スチールパーティションは、静かで快適な空間が作れる間仕切りです。オフィスや店舗、学校などの新設時や、移転、レイアウト変更の際などに、後付けの壁として利用されます。今回は、スチールパーティションの性能と価格を他の間仕切りと徹底比較し、おすすめの使い方事例4選も解説します。
スチールパーティションとは?構造、重量、サイズなどの基礎知識
まず、スチールパーティションとはなにか基礎知識をご紹介し、在庫状況と高性能仕様についても解説します。
スチールパーティションとは
スチール製の頑丈な間仕切りです。オフィスなどに入居後、部屋や空間を仕切るため、テナント工事として取付ける後付けの壁です。主に次のような4つの特徴があります。
①移設できる
スチールパーティションは、パネルや支柱などの部材を組み立てる施工型パーティションの1つです。施工型パーティションの特徴は、一度設置した後でも、レイアウト変更や移転の際に解体し、別の場所で再設置できることです。移設して再利用することで廃棄物を減らせ、SDGsの考え方に沿った取り組みと言えます。
②見た目すっきり高性能
スチールパーティションは、すっきりとスマートな見た目と、高い性能を持っています。支柱がパネルの内側に入る構造のため、パネル同士のつなぎ目が細い目地になり、すっきりと見えます。また、火災時に燃えにくい不燃性能や、音漏れしにくい遮音性能を備えています。
③2枚のパネルを合わせた中空構造
パネルの表面は0.5mm程度のスチール板で、裏側に石膏ボードが貼られています。組み立てる際は、床と天井にレールを取付け、支柱を立ててから、2枚のパネルを両面から取付けます。2枚のパネルによって中空構造が作られ、断熱性も高くなっています。

### [与えられたデータ]
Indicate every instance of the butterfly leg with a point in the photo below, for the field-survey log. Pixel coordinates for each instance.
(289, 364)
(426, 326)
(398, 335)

### [課題一覧]
• A. スチールパーティションの解説文から、「スチールパーティションとは?構造、重量、サイズなどの基礎知識」から「に沿った取り組みと言えます。」までの部分を一字一句変えずに書き写してください。
• B. スチールパーティションの解説文によると、パネルの表面に使われているスチール板の厚さはどの程度ですか。
• C. スチールパーティションの解説文を、最後の文に続けて書き進めてください。

### [解答例]
• A.
スチールパーティションとは?構造、重量、サイズなどの基礎知識
まず、スチールパーティションとはなにか基礎知識をご紹介し、在庫状況と高性能仕様についても解説します。
スチールパーティションとは
スチール製の頑丈な間仕切りです。オフィスなどに入居後、部屋や空間を仕切るため、テナント工事として取付ける後付けの壁です。主に次のような4つの特徴があります。
①移設できる
スチールパーティションは、パネルや支柱などの部材を組み立てる施工型パーティションの1つです。施工型パーティションの特徴は、一度設置した後でも、レイアウト変更や移転の際に解体し、別の場所で再設置できることです。移設して再利用することで廃棄物を減らせ、SDGsの考え方に沿った取り組みと言えます。

• B. 0.5mm程度です。

• C.
④重量がある
スチールパーティションの重量は、90cmのパネル1枚で約60~80㎏もあります。アルミパーティションの倍近い重さです。部材も多く、施工時間もその分かかりますが、とても頑丈で高性能です。
スチールパーティションのサイズって?
在庫タイプのパネルサイズは、横幅は90cmや1m20cm、縦は約2m10cm~2m20cmで、天井の高さは3m程度まで対応可能です。天井に近いランマ(欄間)を塞いでランマクローズにする場合は、ランマパネルを取付けるのが一般的です。
スチールパーティションの在庫に関して
スチールパーティションには、メーカーが在庫を持つ、短納期でも対応できる在庫タイプと、特注の色やサイズで作る受注生産タイプがあります。在庫タイプは、決まったモジュールで作られ、色もホワイトやベージュなど、汎用性の高いものになります。現場の寸法に合わせて部材を組み合わせたり、カットしたりして設置します。また、受注生産タイプは、天井の高さが通常より高い場合でも、4m程度までは製作可能です。
高性能仕様のスチールパーティション
スチールパーティションには、高性能仕様の製品もあります。標準タイプより、遮音性や耐震性などがアップされています。
高遮音仕様
高遮音仕様は、パネルの中空部分に、グラスウールやロックウールという防音材を充填して防音性を上げています。高遮音仕様は、約45~50db程度の遮音性を持ち、静かで快適な空間を作り出します。音漏れのしにくさはdb(デシベル)という単位で表され、数値が大きいほど防音・遮音性能が高いことを表します。標準的なスチールパーティションには、約30~35db程度の遮音性があります。
高耐震仕様
スチールパーティションには、強い地震にも耐えられる、高耐震仕様の製品もあります。地震は防げませんが、人的被害を最小限に抑えるために作られた製品です。避難経路となる通路の壁や、サーバールーム、避難場所にも使える会議室などを作るのに向いています。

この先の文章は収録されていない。